# What is needed
Filtering the records below, copy only those lines that include the word "outline".
▬▬▬▬▬▬▬▬▬▬
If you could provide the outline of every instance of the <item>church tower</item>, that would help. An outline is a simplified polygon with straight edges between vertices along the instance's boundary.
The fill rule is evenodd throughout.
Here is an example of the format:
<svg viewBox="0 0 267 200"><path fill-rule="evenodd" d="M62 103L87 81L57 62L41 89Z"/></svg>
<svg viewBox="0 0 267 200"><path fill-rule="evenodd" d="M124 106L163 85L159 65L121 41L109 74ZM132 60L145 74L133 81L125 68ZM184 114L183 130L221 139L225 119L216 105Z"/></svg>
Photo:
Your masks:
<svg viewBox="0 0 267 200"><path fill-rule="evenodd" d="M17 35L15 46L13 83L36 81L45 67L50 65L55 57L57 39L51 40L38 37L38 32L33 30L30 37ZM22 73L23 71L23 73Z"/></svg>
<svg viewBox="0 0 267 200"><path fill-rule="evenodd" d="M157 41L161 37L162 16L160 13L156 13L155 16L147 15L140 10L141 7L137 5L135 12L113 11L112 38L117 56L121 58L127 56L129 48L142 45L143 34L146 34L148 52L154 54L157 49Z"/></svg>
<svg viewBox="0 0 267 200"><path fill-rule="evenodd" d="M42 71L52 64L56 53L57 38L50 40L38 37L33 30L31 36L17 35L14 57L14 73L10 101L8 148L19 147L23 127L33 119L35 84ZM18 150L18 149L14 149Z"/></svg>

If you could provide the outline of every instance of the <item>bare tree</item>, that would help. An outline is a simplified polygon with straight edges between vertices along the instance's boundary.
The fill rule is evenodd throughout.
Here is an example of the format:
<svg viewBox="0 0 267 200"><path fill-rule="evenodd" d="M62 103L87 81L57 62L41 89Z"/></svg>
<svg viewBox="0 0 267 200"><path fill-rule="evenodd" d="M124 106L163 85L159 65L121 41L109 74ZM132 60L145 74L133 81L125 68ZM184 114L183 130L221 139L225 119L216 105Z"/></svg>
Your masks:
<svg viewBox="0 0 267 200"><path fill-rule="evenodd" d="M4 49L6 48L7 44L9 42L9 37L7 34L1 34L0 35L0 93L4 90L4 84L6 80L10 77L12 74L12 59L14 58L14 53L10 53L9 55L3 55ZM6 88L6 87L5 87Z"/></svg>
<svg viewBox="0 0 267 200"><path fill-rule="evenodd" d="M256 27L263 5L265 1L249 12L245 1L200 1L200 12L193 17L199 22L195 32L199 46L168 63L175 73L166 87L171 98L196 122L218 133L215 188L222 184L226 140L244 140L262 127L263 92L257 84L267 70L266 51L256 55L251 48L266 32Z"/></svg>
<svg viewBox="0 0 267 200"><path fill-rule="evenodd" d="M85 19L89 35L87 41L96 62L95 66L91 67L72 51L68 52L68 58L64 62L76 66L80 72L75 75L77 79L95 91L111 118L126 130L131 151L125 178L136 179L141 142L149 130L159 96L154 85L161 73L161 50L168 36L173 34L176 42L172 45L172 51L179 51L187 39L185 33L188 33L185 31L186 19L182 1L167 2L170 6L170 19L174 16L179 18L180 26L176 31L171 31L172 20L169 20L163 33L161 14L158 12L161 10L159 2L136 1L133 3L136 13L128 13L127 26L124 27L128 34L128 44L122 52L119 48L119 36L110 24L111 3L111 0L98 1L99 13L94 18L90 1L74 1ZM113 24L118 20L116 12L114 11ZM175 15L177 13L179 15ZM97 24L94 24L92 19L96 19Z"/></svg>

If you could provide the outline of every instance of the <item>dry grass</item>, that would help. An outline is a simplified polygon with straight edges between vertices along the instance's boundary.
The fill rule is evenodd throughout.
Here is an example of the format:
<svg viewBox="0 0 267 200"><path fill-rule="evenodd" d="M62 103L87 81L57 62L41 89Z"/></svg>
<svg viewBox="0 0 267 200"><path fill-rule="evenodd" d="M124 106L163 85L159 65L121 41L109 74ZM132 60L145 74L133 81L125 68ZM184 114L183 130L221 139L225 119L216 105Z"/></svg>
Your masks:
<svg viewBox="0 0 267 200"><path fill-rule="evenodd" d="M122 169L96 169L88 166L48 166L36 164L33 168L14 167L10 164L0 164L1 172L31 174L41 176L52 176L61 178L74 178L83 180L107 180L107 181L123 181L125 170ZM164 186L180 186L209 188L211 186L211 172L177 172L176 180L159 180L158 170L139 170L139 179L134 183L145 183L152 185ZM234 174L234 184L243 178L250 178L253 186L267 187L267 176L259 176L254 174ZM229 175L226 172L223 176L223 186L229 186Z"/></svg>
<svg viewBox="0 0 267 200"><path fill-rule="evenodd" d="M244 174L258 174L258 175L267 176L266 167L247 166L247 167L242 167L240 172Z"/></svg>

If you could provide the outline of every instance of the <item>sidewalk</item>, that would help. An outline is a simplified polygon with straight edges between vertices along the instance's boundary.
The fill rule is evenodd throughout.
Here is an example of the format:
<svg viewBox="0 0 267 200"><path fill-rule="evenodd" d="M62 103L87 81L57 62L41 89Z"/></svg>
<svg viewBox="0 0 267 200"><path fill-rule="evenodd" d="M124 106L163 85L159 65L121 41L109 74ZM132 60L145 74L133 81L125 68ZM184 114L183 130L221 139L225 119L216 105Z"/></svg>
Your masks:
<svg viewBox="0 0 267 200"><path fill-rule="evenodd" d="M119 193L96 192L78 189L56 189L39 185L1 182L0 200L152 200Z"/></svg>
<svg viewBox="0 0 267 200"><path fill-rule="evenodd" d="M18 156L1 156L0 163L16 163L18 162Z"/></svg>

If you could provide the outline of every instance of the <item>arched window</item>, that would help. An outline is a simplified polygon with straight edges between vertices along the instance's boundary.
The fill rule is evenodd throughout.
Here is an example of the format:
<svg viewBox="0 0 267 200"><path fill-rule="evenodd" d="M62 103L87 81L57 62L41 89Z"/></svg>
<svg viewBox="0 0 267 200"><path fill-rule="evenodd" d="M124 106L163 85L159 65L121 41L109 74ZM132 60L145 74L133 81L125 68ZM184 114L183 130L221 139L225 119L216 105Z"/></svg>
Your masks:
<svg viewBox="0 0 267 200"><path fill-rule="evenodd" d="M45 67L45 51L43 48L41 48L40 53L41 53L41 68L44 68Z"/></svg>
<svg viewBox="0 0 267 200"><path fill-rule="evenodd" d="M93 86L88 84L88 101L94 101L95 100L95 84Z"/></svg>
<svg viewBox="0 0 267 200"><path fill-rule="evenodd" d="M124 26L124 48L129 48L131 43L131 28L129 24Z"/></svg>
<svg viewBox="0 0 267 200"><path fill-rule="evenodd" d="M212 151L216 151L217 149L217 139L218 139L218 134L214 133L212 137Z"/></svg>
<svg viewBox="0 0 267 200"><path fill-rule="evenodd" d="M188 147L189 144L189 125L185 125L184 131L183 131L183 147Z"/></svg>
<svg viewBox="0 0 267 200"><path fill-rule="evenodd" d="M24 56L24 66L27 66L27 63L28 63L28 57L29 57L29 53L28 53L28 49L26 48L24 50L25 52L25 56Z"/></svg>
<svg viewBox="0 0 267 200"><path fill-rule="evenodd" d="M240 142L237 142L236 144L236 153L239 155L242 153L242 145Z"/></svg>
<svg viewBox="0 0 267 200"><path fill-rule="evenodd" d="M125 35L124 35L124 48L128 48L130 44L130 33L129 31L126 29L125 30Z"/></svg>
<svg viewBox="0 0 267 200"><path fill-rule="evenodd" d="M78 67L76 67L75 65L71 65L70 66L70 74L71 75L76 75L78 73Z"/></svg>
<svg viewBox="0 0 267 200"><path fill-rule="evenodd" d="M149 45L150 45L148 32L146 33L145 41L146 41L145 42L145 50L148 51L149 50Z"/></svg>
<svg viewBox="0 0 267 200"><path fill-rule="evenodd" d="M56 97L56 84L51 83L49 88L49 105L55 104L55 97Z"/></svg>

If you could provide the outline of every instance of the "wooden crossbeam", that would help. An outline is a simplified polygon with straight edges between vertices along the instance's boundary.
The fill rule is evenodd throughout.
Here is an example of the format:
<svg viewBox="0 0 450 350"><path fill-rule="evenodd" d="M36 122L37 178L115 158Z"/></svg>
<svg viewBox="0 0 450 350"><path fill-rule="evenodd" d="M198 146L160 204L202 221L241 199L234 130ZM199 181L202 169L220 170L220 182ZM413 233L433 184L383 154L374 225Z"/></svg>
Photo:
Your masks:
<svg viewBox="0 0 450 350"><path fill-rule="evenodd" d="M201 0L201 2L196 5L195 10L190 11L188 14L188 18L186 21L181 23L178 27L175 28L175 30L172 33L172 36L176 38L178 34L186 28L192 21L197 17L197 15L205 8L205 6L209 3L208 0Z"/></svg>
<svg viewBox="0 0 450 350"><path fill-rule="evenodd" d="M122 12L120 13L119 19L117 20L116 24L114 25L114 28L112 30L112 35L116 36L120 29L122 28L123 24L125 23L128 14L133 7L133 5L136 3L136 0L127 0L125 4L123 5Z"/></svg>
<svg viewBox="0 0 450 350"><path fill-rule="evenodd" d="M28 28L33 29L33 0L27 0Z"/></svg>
▬▬▬▬▬▬▬▬▬▬
# Exercise solution
If you could provide the outline of every instance of the <item>church tower</item>, that would help. An outline is a simplified polygon with straight edges between vertices along the instance's boundary.
If you could provide the outline of every instance of the <item>bare tree</item>, that would help. An outline is a simplified polygon with straight edges between vertices along the instance's boundary.
If you could provide the outline of every instance of the <item>dry grass</item>, that would help. An outline is a simplified polygon with straight edges between vertices along the instance's boundary.
If you could provide the outline of every instance of the <item>sidewalk</item>, that would help. An outline is a simplified polygon with straight edges between vertices along the instance's boundary.
If you could provide the outline of every instance of the <item>arched window</item>, that would help. An outline is a simplified polygon with straight edges between vertices along the instance's boundary.
If you could provide the outline of every instance of the "wooden crossbeam", that would help. An outline is a simplified polygon with straight edges between vertices along the instance's boundary.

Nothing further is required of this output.